SOURCE EXTRACT:
»»

In [1]:
%load_ext autoreload
%autoreload 2

# RVC Data Preprocessing

**Author:** Medha Agarwal  
**Last Modified:** December 12, 2025

This notebook documents the preprocessing pipeline for RVC data. The goal of this pipeline is to standardize raw sensor outputs, enforce physical constraints based on sensor specifications, and derive weak behavioral labels for downstream analysis.

The RVC data preprocessing consists of the following steps:

1. **Sensor calibration** : Calibrate the raw acceleration signals according to the specifications of the sensor used at the time of data collection. This step converts all measurements into a uniform units (g).

2. **Range-based thresholding** : Threshold the calibrated signals based on the maximum physically achievable range of the sensors.

3. **Weak label aggregation** : Construct weak behavioral labels by aggregating behavior indicator binaries present in the RVC data.

This code requires two files:

1. The weakly-labeled RVC data stored in `config.RVC_ACC_ANNOTATED_COMBINED`. Edit this path appropriately based on where the data is stored on your device. 

2. The metadata file stored in `data/RVC_merged_metadata.xlsx`.

In [6]:
import yaml
import pandas as pd
import os
import sys
import numpy as np
sys.path.append('.')
sys.path.append('../')

from src.utils.RVC_preprocessing import remove_duplicates
from src.utils.RVC_calibration import calibrate_RVC_data, threshold_RVC
import config as config
import src.utils.io as io

First, we load the RVC data which are stored as a single consolidated dataset.

Next, we load the metadata containing sensor-specific information required for calibration and downstream processing.

The RVC dataframe is expected to contain the following columns, representing summary acceleration features, behavioral indicators, and identifiers:

| Time & ID | Acc (Max Peak-to-Peak) | Acc (Mean Peak-to-Peak) | Acc (Mean) |  Behavioral Labels |
|------|---------------------|---------------------|-------------------|-------------------|
| `UTC.time..yyyy.mm.dd.HH.MM.SS.` | `Max.accel.peak.X` | `Mean.accel.peak.X` | `Mean.accel.X` | `resting_binary` |
| `GPS.time..s.` | `Max.accel.peak.Y` | `Mean.accel.peak.Y` | `Mean.accel.Y` |`moving_binary` |
|  `id`| `Max.accel.peak.Z` | `Mean.accel.peak.Z` | `Mean.accel.Z` | `feeding_binary` |



The metadata dataframe is expected to contain the following columns:

| Identification | Timestamps | Hardware & Firmware | Calibration Parameters |
|---------------|---------------|---------------------|------------------------|
| `animal_id` | `start_date_dd_mm_yyyy` | `firmware_major_version` | `six_point_X` |
| `collar_number` | `end_date_dd_mm_yyyy` | `range` | `six_point_Y` |
|  | | | `six_point_Z` |
|  |  |  | `sensitivity_X` |
|  |  |  | `sensitivity_Y` |
|  |  |  | `sensitivity_Z` |
|  |  |  | `offset_X` |
|  |  |  | `offset_Y` |
|  |  |  | `offset_Z` |

In [None]:
# load RVC data
with open(config.RVC_PREPROCESSING_YAML) as f:
    RVC_preprocessing_config = yaml.safe_load(f)

««

TASK A: In the RVC preprocessing notebook, reproduce the stretch from "sys.path.append('../')" through "and downstream processing.", swapping "consolidated" for "combined".
TASK B: Name every step of the preprocessing pipeline listed in the RVC preprocessing notebook.

DATASET ENTRIES:
»»

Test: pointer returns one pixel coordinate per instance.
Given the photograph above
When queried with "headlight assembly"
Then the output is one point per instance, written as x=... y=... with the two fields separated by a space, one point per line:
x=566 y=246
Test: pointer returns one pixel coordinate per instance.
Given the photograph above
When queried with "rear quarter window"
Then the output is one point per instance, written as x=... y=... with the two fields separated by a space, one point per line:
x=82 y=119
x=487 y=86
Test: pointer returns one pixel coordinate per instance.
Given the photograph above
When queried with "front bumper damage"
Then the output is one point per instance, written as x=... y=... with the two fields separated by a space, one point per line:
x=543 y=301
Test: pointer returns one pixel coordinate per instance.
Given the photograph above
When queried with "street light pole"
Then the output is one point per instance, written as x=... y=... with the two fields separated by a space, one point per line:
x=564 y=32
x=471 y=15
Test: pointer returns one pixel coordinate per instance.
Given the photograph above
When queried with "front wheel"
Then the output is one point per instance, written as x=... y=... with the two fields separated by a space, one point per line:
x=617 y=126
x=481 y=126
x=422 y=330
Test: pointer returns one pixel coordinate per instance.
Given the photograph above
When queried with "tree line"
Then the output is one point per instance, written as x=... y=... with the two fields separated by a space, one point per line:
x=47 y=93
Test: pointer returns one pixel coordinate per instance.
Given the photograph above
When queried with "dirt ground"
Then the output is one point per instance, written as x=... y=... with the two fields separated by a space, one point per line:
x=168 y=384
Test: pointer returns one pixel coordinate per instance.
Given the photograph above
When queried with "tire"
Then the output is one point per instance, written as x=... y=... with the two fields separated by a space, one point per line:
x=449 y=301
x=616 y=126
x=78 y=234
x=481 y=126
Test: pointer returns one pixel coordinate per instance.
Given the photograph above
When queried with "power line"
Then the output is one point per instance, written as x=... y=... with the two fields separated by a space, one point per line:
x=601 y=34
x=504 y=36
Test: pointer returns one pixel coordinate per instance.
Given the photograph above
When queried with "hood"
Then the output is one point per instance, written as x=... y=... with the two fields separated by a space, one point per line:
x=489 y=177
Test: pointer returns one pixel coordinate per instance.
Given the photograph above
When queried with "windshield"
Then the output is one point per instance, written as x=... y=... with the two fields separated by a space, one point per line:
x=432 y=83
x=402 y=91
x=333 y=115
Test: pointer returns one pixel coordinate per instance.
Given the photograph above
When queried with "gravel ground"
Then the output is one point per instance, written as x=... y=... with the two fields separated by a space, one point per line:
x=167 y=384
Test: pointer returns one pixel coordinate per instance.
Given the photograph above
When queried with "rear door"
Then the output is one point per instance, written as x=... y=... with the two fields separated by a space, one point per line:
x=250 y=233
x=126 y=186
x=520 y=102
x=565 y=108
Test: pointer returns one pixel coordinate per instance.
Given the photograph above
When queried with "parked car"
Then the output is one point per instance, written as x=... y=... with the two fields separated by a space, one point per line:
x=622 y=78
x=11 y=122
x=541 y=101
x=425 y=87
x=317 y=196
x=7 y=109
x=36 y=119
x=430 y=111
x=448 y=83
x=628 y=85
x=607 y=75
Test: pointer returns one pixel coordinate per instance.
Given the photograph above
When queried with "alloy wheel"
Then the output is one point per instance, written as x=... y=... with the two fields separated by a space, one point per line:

««

EXERCISE OUTPUT A:
sys.path.append('../')

from src.utils.RVC_preprocessing import remove_duplicates
from src.utils.RVC_calibration import calibrate_RVC_data, threshold_RVC
import config as config
import src.utils.io as io

First, we load the RVC data which are stored as a single combined dataset.

Next, we load the metadata containing sensor-specific information required for calibration and downstream processing.

EXERCISE OUTPUT B:
1. Sensor calibration
2. Range-based thresholding
3. Weak label aggregation